> [TASK BRIEF] Set down exactly the lines from the one containing "of the shoe" through the end of the records below, both included, and nothing else.

> [LISTED RECORDS]
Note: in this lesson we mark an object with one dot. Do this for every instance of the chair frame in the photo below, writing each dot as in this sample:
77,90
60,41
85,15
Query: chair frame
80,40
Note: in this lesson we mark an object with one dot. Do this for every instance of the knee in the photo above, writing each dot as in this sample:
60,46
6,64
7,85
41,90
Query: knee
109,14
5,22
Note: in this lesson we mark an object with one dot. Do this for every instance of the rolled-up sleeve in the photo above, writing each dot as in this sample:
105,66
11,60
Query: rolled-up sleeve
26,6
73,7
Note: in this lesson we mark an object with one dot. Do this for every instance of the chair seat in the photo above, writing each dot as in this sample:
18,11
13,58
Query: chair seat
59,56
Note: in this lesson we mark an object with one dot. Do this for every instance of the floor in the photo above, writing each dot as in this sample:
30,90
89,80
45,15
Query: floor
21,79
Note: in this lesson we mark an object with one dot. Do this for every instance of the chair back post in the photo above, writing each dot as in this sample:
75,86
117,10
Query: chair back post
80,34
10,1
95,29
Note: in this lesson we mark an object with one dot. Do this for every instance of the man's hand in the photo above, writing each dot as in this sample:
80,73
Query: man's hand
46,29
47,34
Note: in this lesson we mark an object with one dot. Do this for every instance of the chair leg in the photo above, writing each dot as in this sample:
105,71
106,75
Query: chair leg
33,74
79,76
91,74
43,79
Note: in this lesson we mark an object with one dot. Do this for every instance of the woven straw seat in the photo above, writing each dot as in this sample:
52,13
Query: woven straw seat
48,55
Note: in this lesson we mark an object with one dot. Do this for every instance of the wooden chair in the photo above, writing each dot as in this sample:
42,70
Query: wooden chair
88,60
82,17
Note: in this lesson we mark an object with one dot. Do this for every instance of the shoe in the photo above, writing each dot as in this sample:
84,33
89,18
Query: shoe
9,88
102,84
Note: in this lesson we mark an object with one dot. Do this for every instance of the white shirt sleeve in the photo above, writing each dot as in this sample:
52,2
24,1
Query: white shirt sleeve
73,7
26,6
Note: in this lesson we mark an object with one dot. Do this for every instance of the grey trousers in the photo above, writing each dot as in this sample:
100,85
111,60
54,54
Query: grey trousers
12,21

> [EXPECTED OUTPUT]
Note: in this lesson we mark an object with one dot. Do this for every instance of the shoe in the photo above, writing each dot as in this sample:
84,33
89,18
Query: shoe
9,88
102,84
Note: in this lesson we mark an object with one dot. Do this for every instance of the white shirt sleeve in the photo above, writing each dot as in this sample:
52,2
24,1
Query: white shirt sleeve
73,7
26,6
Note: in this lesson we mark an object with one dot. Do this for every instance of the grey trousers in the photo above, writing each dot as in this sample:
100,85
111,60
54,54
Query: grey trousers
12,21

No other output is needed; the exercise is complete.